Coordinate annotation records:
┌────────
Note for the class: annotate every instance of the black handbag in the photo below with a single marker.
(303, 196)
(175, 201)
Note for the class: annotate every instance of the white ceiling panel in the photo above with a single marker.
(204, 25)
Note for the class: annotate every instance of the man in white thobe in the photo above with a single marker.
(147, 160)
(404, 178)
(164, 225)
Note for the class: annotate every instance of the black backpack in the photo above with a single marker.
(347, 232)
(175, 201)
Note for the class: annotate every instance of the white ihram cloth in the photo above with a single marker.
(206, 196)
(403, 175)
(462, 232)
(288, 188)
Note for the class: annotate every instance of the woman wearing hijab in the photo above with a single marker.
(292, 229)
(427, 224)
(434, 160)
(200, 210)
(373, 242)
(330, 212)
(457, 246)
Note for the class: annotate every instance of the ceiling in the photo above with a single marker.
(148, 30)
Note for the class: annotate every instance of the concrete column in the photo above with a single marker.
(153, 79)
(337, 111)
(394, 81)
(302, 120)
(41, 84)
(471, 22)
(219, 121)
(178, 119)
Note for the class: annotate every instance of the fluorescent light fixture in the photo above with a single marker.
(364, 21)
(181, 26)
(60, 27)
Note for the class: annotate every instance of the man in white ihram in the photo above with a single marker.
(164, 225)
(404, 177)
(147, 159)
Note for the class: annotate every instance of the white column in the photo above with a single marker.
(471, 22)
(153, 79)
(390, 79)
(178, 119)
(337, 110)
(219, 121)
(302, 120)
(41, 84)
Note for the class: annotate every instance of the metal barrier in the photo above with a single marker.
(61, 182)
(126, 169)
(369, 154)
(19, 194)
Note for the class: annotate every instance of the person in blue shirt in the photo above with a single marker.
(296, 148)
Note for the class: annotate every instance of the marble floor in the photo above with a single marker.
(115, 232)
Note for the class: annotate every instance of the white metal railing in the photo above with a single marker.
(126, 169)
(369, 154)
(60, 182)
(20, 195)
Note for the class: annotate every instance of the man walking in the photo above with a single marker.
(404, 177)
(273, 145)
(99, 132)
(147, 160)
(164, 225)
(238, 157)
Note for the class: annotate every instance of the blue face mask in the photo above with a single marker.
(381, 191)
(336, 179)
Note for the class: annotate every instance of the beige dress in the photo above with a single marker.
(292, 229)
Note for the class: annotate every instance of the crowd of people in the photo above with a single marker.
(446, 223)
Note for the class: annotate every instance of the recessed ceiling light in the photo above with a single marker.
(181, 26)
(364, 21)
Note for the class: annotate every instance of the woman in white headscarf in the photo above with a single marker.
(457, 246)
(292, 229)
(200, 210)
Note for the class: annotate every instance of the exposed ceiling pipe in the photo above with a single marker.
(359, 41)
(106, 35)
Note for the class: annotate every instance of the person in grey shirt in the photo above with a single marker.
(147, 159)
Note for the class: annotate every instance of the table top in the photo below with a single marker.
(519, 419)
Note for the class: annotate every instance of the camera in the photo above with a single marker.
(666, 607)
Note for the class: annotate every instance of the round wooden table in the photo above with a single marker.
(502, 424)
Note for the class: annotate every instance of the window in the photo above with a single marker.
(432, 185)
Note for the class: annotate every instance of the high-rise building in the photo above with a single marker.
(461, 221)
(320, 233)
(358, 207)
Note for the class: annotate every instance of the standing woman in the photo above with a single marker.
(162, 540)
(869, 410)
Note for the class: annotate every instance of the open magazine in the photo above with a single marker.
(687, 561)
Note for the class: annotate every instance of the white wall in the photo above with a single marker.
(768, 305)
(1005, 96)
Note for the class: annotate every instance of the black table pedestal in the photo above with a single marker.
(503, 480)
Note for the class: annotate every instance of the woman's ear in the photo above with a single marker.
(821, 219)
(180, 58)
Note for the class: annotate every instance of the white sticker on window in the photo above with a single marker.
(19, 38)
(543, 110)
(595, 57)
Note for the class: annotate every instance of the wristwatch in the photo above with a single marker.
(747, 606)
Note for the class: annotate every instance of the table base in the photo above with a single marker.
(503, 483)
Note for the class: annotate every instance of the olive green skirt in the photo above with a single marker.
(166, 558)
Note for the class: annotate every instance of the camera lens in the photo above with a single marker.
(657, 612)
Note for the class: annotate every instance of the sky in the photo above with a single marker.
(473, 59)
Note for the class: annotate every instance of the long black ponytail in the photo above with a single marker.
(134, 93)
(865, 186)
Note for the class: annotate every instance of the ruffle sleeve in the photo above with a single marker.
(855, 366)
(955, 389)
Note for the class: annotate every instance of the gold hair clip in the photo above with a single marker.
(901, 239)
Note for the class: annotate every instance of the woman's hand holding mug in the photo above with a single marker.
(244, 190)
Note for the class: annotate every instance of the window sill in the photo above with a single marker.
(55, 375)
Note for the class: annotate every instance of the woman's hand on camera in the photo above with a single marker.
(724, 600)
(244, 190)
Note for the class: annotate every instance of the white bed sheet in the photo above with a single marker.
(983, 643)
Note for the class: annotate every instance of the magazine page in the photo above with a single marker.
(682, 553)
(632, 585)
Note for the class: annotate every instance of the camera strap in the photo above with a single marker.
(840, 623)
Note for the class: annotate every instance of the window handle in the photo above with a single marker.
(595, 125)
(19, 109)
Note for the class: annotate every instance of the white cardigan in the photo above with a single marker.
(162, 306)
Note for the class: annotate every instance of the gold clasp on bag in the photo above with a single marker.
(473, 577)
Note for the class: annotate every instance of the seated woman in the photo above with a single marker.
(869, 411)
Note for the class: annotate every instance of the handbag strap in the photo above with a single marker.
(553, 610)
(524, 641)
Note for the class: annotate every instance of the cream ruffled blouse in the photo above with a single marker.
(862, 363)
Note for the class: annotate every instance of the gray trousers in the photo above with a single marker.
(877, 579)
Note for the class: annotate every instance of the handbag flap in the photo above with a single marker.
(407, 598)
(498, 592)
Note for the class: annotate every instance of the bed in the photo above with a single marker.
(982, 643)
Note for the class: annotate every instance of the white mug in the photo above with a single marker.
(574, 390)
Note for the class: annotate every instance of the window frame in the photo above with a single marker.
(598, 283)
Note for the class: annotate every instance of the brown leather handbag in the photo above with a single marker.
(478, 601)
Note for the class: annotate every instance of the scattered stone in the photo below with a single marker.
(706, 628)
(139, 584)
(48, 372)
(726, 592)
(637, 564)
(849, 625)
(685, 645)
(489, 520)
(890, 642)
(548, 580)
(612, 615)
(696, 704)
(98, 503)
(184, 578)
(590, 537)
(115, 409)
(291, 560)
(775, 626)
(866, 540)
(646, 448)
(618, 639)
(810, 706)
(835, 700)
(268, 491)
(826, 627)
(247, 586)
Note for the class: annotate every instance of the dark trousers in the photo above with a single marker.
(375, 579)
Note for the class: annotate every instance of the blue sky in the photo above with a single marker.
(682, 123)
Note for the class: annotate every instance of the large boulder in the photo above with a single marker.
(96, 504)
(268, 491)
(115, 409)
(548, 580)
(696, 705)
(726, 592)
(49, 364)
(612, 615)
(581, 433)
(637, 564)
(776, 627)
└────────
• What is required:
Copy out the full material exactly as it appears.

• Response to this exercise:
Note for the class: annotate every instance of the black handbag in the photo below with a single marker.
(303, 196)
(175, 201)
Note for the class: annotate every instance of the white ceiling panel in the photo above with a single marker.
(204, 25)
Note for the class: annotate every instance of the man in white thobe in the photo above with a single marker.
(147, 160)
(404, 178)
(164, 225)
Note for the class: annotate every instance of the black backpack in the photo above with a single marker.
(347, 232)
(175, 201)
Note for the class: annotate every instance of the white ihram cloth in the photo above with a single marker.
(206, 196)
(403, 175)
(462, 232)
(288, 188)
Note for the class: annotate every instance of the woman wearing hijab in the photo above with a single marker.
(292, 229)
(427, 224)
(434, 160)
(200, 210)
(373, 242)
(330, 212)
(457, 246)
Note for the class: annotate every instance of the ceiling in the photo above with a single marker.
(148, 30)
Note for the class: annotate every instance of the concrete column in the photo above with a single marker.
(153, 79)
(337, 111)
(394, 81)
(302, 120)
(41, 84)
(471, 22)
(219, 121)
(178, 119)
Note for the class: annotate every instance of the fluorescent light fixture in the photo above with a single marker.
(364, 21)
(181, 26)
(60, 27)
Note for the class: annotate every instance of the man in white ihram in the photo above with a single marker.
(164, 225)
(404, 177)
(147, 159)
Note for the class: annotate every instance of the white column in the photo above with a single marker.
(471, 22)
(153, 79)
(390, 79)
(178, 119)
(337, 110)
(219, 121)
(302, 120)
(41, 84)
Note for the class: annotate every instance of the metal barrier in the photo above with a single marker.
(61, 182)
(126, 169)
(369, 154)
(19, 194)
Note for the class: annotate every instance of the person in blue shirt in the photo above with a single marker.
(296, 148)
Note for the class: annotate every instance of the marble floor in the photo above with a single marker.
(115, 232)
Note for the class: annotate every instance of the white metal railing in the photo above with a single marker.
(126, 169)
(369, 154)
(60, 182)
(20, 195)
Note for the class: annotate every instance of the man walking in the photo above with a single marker.
(404, 177)
(273, 145)
(99, 132)
(147, 160)
(164, 225)
(238, 157)
Note for the class: annotate every instance of the blue face mask in the photo above with a single marker.
(381, 191)
(336, 179)
Note for the class: annotate every instance of the beige dress in the photo above with a single marker.
(292, 229)
Note for the class: annotate every instance of the crowd of people in the photo above with a single marker.
(446, 223)
Note for the class: annotate every instance of the recessed ceiling light in the photo above with a single marker.
(181, 26)
(364, 21)
Note for the class: annotate every instance of the woman in white headscarf in the photo above with a single marker.
(457, 246)
(292, 229)
(200, 210)
Note for the class: annotate every instance of the exposed ceiling pipe in the photo above with a single marker.
(359, 41)
(106, 35)
Note for the class: annotate every instance of the person in grey shirt in the photo above with a single marker.
(147, 159)
Note for the class: annotate every instance of the table top in the photo below with a single marker.
(519, 419)
Note for the class: annotate every instance of the camera in the photo above with a single marker.
(666, 607)
Note for the class: annotate every instance of the round wooden table in the photo above with a single marker.
(502, 424)
Note for the class: annotate every instance of the window in the photo above with a single marker.
(432, 185)
Note for the class: annotate every instance of the high-rise building in the photo above with a single marker.
(461, 221)
(320, 233)
(358, 207)
Note for the class: annotate every instance of the standing woman in the photo above with a single marker.
(162, 540)
(869, 410)
Note for the class: annotate every instance of the open magazine in the photo above with a single marker.
(687, 561)
Note for the class: annotate every instance of the white wall in the photo above with a single marker.
(768, 305)
(1005, 96)
Note for the class: annotate every instance of the black table pedestal in the photo above with a single marker.
(503, 480)
Note for the class: annotate every instance of the woman's ear in the photo above with a single marker.
(821, 219)
(180, 58)
Note for the class: annotate every instance of the white sticker on window in the photo above with a single marker.
(19, 38)
(543, 110)
(595, 57)
Note for the class: annotate every instance of the wristwatch in the photo above with a single marker.
(747, 606)
Note for the class: annotate every instance of the table base in the photo above with a single marker.
(503, 483)
Note for the class: annotate every instance of the olive green skirt in the photo above with a single marker.
(166, 558)
Note for the class: annotate every instance of the camera lens in the photo above with a single marker.
(657, 612)
Note for the class: annotate every instance of the sky in the photo above with a single marker.
(473, 59)
Note for the class: annotate every instance of the long black ponytail in the photo above with a single marker.
(134, 93)
(865, 186)
Note for the class: annotate every instance of the ruffle sleeve in the photo above with a single marker.
(855, 366)
(955, 389)
Note for the class: annotate every instance of the gold hair clip in the photo above with a single marker.
(901, 239)
Note for the class: annotate every instance of the woman's hand holding mug in the photo above with a single marker.
(244, 190)
Note for the class: annotate every instance of the window sill in the photo above with a single marker.
(55, 375)
Note for the class: annotate every instance of the woman's hand on camera in the photo above with a single marker.
(724, 600)
(244, 190)
Note for the class: annotate every instance of the white bed sheet in the photo above with a single marker.
(983, 643)
Note for the class: annotate every instance of the magazine page in the photo above with a single marker.
(682, 553)
(632, 585)
Note for the class: annotate every instance of the camera strap in the photo above with a single marker.
(840, 623)
Note for the class: annotate every instance of the window handle in the photo above with a single marker.
(595, 125)
(19, 109)
Note for the class: annotate every instance of the white cardigan in the photo above with a single marker.
(162, 306)
Note for the class: annotate every instance of the gold clasp on bag in the photo above with a single marker.
(473, 577)
Note for the class: annotate every instance of the seated woman in the photo above with a single marker.
(869, 411)
Note for the class: annotate every instance of the handbag strap in the photo above with a single marker.
(553, 610)
(524, 641)
Note for the class: annotate every instance of the cream ruffled blouse in the photo above with a single marker.
(862, 363)
Note for the class: annotate every instance of the gray trousers in the photo above with a single marker.
(877, 579)
Note for the class: annotate every instance of the handbag flap in the photo above with a single marker.
(407, 598)
(498, 592)
Note for the class: annotate every instance of the bed in the photo above with a single marker.
(982, 643)
Note for the class: annotate every instance of the white mug in the photo above with a single marker.
(574, 390)
Note for the class: annotate every instance of the window frame in the photo above with a single marker.
(598, 283)
Note for the class: annotate every instance of the brown leather handbag in the photo above with a single marker.
(478, 601)
Note for the class: annotate every instance of the scattered stone in the photo below with a single marker.
(706, 628)
(139, 584)
(48, 372)
(726, 592)
(637, 564)
(849, 625)
(685, 645)
(489, 520)
(890, 642)
(548, 580)
(612, 615)
(696, 704)
(98, 503)
(184, 578)
(590, 537)
(115, 409)
(291, 560)
(775, 626)
(866, 540)
(646, 448)
(618, 639)
(810, 706)
(835, 700)
(268, 491)
(826, 627)
(247, 586)
Note for the class: annotate every instance of the dark trousers in the photo above with a single marker.
(375, 579)
Note for the class: annotate every instance of the blue sky in the photo above with a single marker.
(682, 123)
Note for the class: annotate every instance of the large boulder in the photo above with a single marker.
(96, 504)
(268, 491)
(115, 409)
(548, 580)
(696, 705)
(726, 592)
(49, 364)
(612, 615)
(581, 433)
(637, 564)
(776, 627)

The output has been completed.